● **Text shown**:
E is in a flat with three other women, all of whom are writing their PhD theses now and having such different experiences: one has a special desk assigned to her in the department so she can concentrate, one has a supervisor who won't get back to her with comments on her first chapter. E has a great supervisor but no good place to write: the lab office isn't quiet, her downstairs neighbours at home just had a baby and upstairs they are doing renovations!

Very interesting talk about supervisors - so much depends on who you get, you might even say that this relationship is vital for the course of science. If you get on well, if they are helpful, maybe a PhD student will continue on in science, or in this field, but if the relationship is fraught, difficult, your journey might take an entirely new direction.

2.55
E shows me her introduction, which is the size of my short story collection. This is just chapter 1! Am quite happy that I can sort of follow what it is talking about. We discuss how, plot-wise, the thesis doesn't really get into the action til Chapter 3, but of course that isn't the main consideration.


3.20
Am actually in the lab now as opposed to the lab office next door. When I first started embedding, Radio 2 was always on. Seemed like an odd choice. How did it affect experiments, I wondered. A few weeks later, I dared to change to Jack FM, which plays mostly 80s and 90s music and no talking! Will this affect anything? Then last week - no radio! No-one seemed to know who turned it off.... And today, Jack FM back on. Who is operating the lab radio?! (just heard Valerie by Steve Winwood. Nice.)

4.01

M has just shown me a new site he and Y recently discovered: The Journal of Visualized Experiments. It's totally amazing! It's like cookery shows for scientists:
How to dissect a fruit fly:
First, take specific-sized tweezers, then pull here...
shake twice for 3 minutes each...
And there's the postdoc, in his lab coat, being made to be the presenter, looking like he might burst out laughing as he talks to the camera. Is this the 40th time he's had to say this? Will future PhD students have to take a screen test? Next stop: Science TV? Love it! They have a Facebook group too.

● **Data**:
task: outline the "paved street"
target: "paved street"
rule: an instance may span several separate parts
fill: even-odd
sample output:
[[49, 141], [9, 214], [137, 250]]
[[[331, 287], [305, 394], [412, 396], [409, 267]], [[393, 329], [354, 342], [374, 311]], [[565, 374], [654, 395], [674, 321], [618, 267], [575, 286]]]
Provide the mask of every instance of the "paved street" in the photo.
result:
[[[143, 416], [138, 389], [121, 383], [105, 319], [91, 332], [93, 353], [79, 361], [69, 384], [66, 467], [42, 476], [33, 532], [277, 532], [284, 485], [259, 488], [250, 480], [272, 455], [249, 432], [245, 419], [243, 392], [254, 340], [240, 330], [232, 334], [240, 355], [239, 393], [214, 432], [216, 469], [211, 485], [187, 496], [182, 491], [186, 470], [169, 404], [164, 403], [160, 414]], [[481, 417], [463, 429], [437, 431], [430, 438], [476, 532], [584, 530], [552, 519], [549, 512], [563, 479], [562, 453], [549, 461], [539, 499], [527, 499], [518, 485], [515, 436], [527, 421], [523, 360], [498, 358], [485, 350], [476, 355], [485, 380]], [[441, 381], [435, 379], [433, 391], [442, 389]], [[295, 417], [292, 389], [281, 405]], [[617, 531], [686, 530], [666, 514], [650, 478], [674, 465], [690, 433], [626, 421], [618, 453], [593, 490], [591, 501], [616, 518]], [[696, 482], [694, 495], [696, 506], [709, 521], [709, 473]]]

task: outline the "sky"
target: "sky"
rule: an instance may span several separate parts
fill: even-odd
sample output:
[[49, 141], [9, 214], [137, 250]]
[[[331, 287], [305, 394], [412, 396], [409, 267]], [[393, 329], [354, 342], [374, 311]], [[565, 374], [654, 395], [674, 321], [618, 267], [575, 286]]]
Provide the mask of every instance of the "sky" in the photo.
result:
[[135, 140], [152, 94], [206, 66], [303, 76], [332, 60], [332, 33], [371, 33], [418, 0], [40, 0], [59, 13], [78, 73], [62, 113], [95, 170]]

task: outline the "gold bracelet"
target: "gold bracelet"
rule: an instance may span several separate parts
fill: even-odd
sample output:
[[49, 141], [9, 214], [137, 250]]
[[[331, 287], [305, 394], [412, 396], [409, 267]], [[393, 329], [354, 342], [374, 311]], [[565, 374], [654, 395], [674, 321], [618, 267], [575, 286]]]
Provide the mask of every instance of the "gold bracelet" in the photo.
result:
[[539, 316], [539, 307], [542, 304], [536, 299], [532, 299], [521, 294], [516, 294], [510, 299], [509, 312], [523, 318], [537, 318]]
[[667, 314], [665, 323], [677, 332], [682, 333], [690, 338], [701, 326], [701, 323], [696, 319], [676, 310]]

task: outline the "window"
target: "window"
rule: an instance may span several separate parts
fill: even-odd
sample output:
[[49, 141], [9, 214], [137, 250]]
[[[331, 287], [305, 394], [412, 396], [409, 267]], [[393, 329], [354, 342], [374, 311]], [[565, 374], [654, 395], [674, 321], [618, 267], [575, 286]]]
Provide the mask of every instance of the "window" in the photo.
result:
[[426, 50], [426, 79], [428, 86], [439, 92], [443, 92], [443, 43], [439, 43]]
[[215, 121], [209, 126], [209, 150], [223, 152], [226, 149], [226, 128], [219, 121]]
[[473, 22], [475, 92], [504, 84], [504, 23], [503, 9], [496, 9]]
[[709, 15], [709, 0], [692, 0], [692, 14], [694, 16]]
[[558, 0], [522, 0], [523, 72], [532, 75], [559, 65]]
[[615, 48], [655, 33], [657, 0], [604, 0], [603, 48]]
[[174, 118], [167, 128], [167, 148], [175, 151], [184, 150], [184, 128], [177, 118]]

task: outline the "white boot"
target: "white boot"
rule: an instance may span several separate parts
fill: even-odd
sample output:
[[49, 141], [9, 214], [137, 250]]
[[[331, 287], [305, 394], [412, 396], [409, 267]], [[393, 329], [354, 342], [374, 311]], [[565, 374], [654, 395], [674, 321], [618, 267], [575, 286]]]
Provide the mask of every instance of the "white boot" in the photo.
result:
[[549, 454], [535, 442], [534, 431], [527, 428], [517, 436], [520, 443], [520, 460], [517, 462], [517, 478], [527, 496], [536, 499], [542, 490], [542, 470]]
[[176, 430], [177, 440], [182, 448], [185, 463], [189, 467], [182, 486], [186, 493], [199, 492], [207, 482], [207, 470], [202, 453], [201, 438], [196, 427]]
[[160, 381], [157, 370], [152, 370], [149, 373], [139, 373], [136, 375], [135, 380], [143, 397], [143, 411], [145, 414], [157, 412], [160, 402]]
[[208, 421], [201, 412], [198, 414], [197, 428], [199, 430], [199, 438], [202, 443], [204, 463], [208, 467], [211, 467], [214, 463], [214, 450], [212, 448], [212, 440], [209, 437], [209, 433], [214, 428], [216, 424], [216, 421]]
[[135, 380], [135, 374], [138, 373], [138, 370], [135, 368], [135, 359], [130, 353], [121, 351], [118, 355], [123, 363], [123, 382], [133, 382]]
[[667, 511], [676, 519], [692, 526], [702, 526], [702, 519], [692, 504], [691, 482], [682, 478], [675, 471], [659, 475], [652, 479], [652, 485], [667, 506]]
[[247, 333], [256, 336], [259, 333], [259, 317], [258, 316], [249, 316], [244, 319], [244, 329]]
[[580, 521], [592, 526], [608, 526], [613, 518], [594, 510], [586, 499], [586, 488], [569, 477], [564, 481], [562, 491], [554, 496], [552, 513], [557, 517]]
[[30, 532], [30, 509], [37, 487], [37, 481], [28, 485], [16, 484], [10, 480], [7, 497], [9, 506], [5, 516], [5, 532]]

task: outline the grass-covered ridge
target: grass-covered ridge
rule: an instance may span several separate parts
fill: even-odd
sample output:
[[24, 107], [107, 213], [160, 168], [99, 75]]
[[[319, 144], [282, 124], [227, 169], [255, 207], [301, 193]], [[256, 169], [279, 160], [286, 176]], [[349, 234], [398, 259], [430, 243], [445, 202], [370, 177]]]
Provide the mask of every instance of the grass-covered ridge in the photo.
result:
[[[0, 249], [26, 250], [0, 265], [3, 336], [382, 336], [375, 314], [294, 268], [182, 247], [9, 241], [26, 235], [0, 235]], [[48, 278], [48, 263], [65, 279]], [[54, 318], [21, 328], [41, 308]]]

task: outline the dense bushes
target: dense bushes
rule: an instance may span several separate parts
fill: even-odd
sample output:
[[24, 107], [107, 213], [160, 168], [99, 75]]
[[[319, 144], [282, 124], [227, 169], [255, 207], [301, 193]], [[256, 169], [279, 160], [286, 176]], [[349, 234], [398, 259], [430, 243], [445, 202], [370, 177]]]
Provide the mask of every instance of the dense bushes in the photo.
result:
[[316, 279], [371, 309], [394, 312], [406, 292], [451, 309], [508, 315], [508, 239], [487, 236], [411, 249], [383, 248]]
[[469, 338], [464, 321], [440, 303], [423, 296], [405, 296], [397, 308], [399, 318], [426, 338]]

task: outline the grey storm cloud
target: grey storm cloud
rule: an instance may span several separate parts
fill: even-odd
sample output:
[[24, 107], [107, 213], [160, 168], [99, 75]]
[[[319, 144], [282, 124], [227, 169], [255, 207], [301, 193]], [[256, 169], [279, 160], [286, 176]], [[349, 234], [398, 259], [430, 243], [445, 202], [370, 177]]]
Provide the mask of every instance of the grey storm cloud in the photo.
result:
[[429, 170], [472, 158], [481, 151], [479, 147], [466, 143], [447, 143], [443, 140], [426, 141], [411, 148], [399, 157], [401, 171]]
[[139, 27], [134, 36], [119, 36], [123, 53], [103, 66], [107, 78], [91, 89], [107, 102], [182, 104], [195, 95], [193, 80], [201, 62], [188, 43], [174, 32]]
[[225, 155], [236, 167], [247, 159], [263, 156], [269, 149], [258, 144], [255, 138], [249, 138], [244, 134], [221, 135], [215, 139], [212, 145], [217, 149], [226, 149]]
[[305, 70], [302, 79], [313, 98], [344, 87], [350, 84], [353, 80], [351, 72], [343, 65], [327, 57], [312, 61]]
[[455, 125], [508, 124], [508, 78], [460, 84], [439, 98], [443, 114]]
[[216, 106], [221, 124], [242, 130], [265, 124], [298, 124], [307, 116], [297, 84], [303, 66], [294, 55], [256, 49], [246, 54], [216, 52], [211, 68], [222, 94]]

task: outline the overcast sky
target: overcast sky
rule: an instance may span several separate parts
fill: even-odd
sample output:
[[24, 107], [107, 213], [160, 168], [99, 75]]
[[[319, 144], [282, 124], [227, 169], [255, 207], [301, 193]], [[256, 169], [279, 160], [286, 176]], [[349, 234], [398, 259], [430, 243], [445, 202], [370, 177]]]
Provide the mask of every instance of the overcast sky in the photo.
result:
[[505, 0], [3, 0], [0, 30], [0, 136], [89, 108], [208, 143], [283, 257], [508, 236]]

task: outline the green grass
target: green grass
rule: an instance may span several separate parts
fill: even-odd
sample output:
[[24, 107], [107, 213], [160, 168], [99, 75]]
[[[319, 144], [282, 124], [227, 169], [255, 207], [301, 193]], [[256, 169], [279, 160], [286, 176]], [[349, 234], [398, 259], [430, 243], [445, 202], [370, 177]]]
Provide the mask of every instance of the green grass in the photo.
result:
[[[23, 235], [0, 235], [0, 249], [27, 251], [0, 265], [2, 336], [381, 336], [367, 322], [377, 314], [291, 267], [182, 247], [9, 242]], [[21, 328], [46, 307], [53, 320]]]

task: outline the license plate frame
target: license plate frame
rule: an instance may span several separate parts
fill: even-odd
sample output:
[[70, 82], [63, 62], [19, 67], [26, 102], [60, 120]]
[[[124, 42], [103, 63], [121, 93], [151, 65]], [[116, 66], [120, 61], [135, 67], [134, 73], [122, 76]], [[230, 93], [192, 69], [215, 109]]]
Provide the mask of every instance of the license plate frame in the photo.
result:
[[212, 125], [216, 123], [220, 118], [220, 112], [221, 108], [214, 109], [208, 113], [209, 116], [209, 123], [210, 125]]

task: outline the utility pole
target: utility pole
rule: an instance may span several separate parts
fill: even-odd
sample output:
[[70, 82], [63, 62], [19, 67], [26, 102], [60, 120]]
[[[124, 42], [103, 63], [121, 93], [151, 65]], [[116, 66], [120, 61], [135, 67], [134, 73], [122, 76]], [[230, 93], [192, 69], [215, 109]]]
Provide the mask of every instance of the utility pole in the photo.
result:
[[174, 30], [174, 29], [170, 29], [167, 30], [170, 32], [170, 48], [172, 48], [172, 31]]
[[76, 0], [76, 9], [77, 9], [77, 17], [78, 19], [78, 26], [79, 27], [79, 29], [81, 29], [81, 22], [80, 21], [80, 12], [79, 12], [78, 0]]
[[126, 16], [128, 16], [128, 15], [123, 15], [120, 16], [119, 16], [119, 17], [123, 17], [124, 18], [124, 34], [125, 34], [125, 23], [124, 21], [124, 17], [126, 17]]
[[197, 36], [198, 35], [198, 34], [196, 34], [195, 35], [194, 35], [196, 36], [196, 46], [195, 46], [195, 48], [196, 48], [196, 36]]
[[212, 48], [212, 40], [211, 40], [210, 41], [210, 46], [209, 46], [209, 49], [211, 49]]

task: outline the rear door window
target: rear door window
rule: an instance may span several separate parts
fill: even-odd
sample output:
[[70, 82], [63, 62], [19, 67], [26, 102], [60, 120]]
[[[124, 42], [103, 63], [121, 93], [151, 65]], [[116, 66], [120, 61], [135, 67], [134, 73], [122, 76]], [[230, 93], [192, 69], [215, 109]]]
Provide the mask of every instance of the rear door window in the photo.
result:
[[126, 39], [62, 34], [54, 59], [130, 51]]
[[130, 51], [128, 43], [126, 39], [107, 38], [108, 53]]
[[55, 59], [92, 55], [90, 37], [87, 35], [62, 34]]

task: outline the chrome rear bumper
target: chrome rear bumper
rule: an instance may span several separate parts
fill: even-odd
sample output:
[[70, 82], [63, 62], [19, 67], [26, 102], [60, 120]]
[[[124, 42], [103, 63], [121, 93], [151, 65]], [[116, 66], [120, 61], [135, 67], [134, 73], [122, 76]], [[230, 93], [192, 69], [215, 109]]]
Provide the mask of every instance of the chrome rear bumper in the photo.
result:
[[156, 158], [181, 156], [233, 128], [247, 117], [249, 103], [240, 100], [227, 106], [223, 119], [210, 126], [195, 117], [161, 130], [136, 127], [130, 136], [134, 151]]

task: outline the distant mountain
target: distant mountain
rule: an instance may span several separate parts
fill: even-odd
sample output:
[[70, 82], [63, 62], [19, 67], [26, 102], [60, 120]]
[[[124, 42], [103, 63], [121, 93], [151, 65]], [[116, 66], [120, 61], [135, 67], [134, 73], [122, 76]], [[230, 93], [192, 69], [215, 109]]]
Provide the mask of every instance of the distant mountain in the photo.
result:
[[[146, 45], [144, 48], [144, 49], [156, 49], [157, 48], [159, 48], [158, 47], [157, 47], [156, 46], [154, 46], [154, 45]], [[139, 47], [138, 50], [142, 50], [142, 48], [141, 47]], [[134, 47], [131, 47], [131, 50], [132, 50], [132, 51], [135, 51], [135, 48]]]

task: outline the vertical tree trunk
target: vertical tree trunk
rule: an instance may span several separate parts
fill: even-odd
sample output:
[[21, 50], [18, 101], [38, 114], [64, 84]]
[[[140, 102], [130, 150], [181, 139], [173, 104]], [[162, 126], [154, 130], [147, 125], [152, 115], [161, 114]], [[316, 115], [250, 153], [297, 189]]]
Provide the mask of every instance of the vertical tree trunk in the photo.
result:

● **To-do list**:
(1) Reproduce the passage about thesis writing and lab life word for word, in full.
(2) Count the lines of the listing that contain the string "grass". Reply with the number alone.
The passage and the listing come from unrelated sources.

● **Solutions to the exercise**:
(1)
E is in a flat with three other women, all of whom are writing their PhD theses now and having such different experiences: one has a special desk assigned to her in the department so she can concentrate, one has a supervisor who won't get back to her with comments on her first chapter. E has a great supervisor but no good place to write: the lab office isn't quiet, her downstairs neighbours at home just had a baby and upstairs they are doing renovations!

Very interesting talk about supervisors - so much depends on who you get, you might even say that this relationship is vital for the course of science. If you get on well, if they are helpful, maybe a PhD student will continue on in science, or in this field, but if the relationship is fraught, difficult, your journey might take an entirely new direction.

2.55
E shows me her introduction, which is the size of my short story collection. This is just chapter 1! Am quite happy that I can sort of follow what it is talking about. We discuss how, plot-wise, the thesis doesn't really get into the action til Chapter 3, but of course that isn't the main consideration.


3.20
Am actually in the lab now as opposed to the lab office next door. When I first started embedding, Radio 2 was always on. Seemed like an odd choice. How did it affect experiments, I wondered. A few weeks later, I dared to change to Jack FM, which plays mostly 80s and 90s music and no talking! Will this affect anything? Then last week - no radio! No-one seemed to know who turned it off.... And today, Jack FM back on. Who is operating the lab radio?! (just heard Valerie by Steve Winwood. Nice.)

4.01

M has just shown me a new site he and Y recently discovered: The Journal of Visualized Experiments. It's totally amazing! It's like cookery shows for scientists:
How to dissect a fruit fly:
First, take specific-sized tweezers, then pull here...
shake twice for 3 minutes each...
And there's the postdoc, in his lab coat, being made to be the presenter, looking like he might burst out laughing as he talks to the camera. Is this the 40th time he's had to say this? Will future PhD students have to take a screen test? Next stop: Science TV? Love it! They have a Facebook group too.

(2) 6